*Rows*.
= = = = =

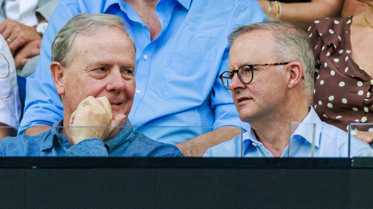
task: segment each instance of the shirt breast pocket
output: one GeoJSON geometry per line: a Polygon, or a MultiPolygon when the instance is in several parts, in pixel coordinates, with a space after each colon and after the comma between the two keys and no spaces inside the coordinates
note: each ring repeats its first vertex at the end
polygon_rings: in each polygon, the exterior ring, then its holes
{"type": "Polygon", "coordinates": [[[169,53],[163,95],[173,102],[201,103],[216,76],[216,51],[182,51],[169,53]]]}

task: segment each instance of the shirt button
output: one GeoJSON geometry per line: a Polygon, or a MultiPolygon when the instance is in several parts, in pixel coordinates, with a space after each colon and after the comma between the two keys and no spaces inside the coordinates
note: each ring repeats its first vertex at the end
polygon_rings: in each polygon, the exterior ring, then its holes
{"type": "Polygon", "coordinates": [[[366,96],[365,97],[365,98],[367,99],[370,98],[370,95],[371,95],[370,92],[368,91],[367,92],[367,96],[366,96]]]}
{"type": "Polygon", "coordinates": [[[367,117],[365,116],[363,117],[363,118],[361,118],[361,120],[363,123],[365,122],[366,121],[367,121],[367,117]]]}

= = = = =

*Your instructions*.
Gather every line of the records above that contains the string "segment", with case counting, and copy each one out in full.

*Answer to the exercise*.
task: segment each instance of the shirt breast pocket
task: segment each instance of the shirt button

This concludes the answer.